> **About this exercise**
Give back every entry, exactly as written.

(Available records begins)

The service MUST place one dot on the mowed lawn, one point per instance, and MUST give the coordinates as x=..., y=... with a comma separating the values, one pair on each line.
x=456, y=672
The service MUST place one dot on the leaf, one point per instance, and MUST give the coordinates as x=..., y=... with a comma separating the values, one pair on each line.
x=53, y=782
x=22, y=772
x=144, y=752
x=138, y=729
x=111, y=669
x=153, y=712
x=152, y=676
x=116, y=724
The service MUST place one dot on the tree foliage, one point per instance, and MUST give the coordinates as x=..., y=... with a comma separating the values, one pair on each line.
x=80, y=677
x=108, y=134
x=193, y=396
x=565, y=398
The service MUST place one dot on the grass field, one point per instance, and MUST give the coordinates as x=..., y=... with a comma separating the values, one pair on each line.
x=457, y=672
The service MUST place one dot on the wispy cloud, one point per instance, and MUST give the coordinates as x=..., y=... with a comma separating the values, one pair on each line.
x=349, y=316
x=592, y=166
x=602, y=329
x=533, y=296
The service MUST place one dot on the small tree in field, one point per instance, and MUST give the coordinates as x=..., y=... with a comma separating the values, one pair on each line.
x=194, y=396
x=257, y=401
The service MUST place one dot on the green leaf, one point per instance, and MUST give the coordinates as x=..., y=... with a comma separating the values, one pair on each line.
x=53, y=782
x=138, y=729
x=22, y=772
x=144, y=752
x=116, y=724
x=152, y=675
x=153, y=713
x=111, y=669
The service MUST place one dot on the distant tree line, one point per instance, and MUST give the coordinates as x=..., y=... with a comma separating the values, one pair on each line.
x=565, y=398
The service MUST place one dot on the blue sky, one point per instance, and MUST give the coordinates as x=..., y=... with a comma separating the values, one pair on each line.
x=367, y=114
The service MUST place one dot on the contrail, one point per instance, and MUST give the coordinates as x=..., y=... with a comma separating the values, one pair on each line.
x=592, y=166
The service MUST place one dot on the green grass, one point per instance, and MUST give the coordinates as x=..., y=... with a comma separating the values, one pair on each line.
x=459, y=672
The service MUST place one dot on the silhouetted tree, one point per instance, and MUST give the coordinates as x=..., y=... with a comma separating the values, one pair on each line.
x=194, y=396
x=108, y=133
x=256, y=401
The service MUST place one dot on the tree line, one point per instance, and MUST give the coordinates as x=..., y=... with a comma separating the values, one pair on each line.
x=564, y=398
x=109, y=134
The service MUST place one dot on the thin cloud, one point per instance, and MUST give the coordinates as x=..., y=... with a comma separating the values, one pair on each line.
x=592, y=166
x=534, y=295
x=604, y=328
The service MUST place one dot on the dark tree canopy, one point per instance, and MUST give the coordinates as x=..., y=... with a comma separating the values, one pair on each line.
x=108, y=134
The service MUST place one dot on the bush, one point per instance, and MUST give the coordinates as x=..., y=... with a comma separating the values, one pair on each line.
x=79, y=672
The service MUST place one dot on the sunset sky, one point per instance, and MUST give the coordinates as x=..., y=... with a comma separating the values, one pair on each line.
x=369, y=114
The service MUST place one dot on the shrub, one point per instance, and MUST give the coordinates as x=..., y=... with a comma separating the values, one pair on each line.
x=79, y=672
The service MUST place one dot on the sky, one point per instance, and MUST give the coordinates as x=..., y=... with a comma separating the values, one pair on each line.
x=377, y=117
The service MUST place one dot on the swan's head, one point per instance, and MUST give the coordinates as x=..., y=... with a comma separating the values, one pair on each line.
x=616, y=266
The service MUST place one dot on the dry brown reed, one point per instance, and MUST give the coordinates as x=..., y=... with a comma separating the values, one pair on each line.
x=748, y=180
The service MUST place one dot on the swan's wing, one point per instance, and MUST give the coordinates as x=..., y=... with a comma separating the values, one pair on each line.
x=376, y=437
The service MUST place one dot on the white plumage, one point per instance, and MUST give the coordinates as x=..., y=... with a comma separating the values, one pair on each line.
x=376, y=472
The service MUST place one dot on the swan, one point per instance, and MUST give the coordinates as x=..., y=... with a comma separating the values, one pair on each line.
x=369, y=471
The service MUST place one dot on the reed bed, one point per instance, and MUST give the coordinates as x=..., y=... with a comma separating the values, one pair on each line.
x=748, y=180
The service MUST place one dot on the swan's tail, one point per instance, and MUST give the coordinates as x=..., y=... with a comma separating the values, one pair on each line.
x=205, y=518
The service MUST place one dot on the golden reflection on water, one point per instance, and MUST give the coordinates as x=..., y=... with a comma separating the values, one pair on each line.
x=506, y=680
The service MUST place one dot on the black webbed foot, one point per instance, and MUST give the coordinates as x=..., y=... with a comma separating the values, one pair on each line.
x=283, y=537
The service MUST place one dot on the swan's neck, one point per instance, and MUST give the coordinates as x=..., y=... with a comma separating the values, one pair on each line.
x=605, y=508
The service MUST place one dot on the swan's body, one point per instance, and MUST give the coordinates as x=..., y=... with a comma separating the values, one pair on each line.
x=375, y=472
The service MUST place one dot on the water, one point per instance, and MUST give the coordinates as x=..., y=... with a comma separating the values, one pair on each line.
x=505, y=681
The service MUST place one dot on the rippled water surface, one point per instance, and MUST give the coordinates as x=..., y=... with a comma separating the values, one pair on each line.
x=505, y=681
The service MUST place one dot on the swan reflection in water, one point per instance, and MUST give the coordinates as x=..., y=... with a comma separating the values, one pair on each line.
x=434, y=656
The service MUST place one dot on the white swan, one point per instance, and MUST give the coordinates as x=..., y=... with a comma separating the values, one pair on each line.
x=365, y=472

(Available records ends)

> **Answer space**
The service MUST place one dot on the mowed lawn, one point per instance, and MUST give the coordinates as x=..., y=... with a comma separating the values, one pair on each line.
x=456, y=672
The service MUST place one dot on the leaf, one point per instance, and MUST give the coordinates as x=..., y=... with a comma separating the values, one pair on each line.
x=53, y=782
x=22, y=772
x=144, y=752
x=138, y=729
x=111, y=669
x=153, y=712
x=152, y=676
x=116, y=724
The service MUST place one dot on the tree foliage, one point per instance, and MUST give the coordinates as x=..., y=... with a comma separating the values, one pair on each line.
x=80, y=677
x=108, y=134
x=193, y=396
x=565, y=398
The service MUST place one dot on the grass field, one point per instance, and MUST give the coordinates as x=..., y=... with a comma separating the values, one pair on each line.
x=457, y=672
The service MUST place one dot on the wispy cloud, one point per instance, and MUST give the coordinates as x=..., y=... with a comma separating the values, one pair on each line.
x=349, y=316
x=592, y=166
x=602, y=329
x=533, y=296
The service MUST place one dot on the small tree in field, one point per instance, and MUST give the coordinates as x=..., y=... with a comma separating the values, one pair on each line.
x=194, y=396
x=257, y=401
The service MUST place one dot on the green leaf, one point per instance, and MUST give the coordinates as x=..., y=... with a comma separating the values, one pair on each line.
x=53, y=782
x=138, y=729
x=22, y=772
x=144, y=752
x=116, y=724
x=152, y=675
x=153, y=713
x=111, y=669
The service MUST place one dot on the distant tree line, one point per instance, and MUST give the coordinates as x=..., y=... with a comma separating the values, one pair on each line.
x=565, y=398
The service MUST place one dot on the blue sky, one point per instance, and MUST give the coordinates as x=..., y=... with a comma separating the values, one pair on each line.
x=367, y=114
The service MUST place one dot on the contrail, one point per instance, and MUST give the coordinates as x=..., y=... with a comma separating the values, one pair on each line.
x=592, y=166
The service MUST place one dot on the green grass, one point per instance, and MUST give the coordinates as x=..., y=... with a comma separating the values, one pair on each line.
x=459, y=672
The service MUST place one dot on the silhouetted tree, one point per instance, and MUST give the coordinates as x=..., y=... with a comma separating the values, one pair on each line.
x=194, y=396
x=108, y=133
x=256, y=401
The service MUST place one dot on the tree line, one point per instance, and MUST give the coordinates as x=..., y=... with a comma separating the values, one pair on each line.
x=564, y=398
x=109, y=134
The service MUST place one dot on the thin cloud, one point per instance, and MUST give the coordinates as x=..., y=... with a comma separating the values, one pair on each line.
x=592, y=166
x=534, y=295
x=604, y=328
The service MUST place one dot on the dark tree canopy, one point per instance, and MUST give the coordinates as x=..., y=... with a comma separating the values, one pair on each line.
x=108, y=134
The service MUST place one dot on the bush, one point per instance, and MUST give the coordinates as x=..., y=... with a comma separating the values, one pair on each line.
x=79, y=672
The service MUST place one dot on the sunset sky, one point per instance, and MUST give the coordinates as x=..., y=... with a comma separating the values, one pair on each line.
x=369, y=114
The service MUST place one dot on the shrub, one point per instance, and MUST give the coordinates as x=..., y=... with a comma separating the values, one pair on each line.
x=79, y=672
The service MUST place one dot on the sky, one point per instance, and MUST give the coordinates as x=..., y=... with a comma separating the values, one pair on each line.
x=377, y=117
The service MUST place one dot on the swan's head, one point per instance, and MUST give the coordinates as x=..., y=... with a comma separating the values, one pair on each line.
x=616, y=266
The service MUST place one dot on the dry brown reed, one point per instance, and MUST give the coordinates as x=..., y=... with a comma separating the values, one pair on each line.
x=748, y=180
The service MUST place one dot on the swan's wing, one point per instance, and MUST give the coordinates as x=..., y=... with a comma separating the values, one pair on each line.
x=376, y=437
The service MUST place one dot on the white plumage, one point per instance, and MUST give the coordinates as x=..., y=... with a comma separating the values, one pair on each line.
x=376, y=472
The service MUST place one dot on the swan, one point per instance, and MUST give the coordinates as x=..., y=... with a comma separating the values, one pair on each line.
x=369, y=471
The service MUST place one dot on the reed bed, one point per instance, and MUST give the coordinates as x=..., y=... with a comma separating the values, one pair on each line.
x=748, y=180
The service MUST place one dot on the swan's tail, one point per instance, and MUST give the coordinates as x=..., y=... with a comma separating the values, one pair on each line.
x=205, y=518
The service MUST place one dot on the golden reflection on water, one point per instance, and MUST give the coordinates as x=..., y=... with a comma separating the values, one pair on each line.
x=506, y=680
The service MUST place one dot on the black webbed foot, one point per instance, and MUST give the coordinates as x=..., y=... with a comma separating the values, one pair on each line.
x=283, y=537
The service MUST place one dot on the swan's neck, one point per instance, and MUST give the coordinates as x=..., y=... with a comma separating the values, one pair on each line.
x=605, y=508
The service MUST place one dot on the swan's body, one point per instance, and MUST give the coordinates as x=..., y=... with a comma separating the values, one pair on each line.
x=375, y=472
The service MUST place one dot on the water, one point per instance, and MUST give the coordinates as x=..., y=... with a comma separating the values, one pair on each line.
x=505, y=681
The service MUST place one dot on the rippled water surface, one point per instance, and MUST give the coordinates as x=..., y=... with a comma separating the values, one pair on each line.
x=505, y=681
The service MUST place one dot on the swan reflection in water, one point per instance, and MUST give the coordinates as x=..., y=... with a comma separating the values, one pair on each line.
x=434, y=656
The service MUST place one dot on the white swan, one point per instance, and MUST give the coordinates as x=..., y=... with a comma separating the values, one pair on each line.
x=365, y=472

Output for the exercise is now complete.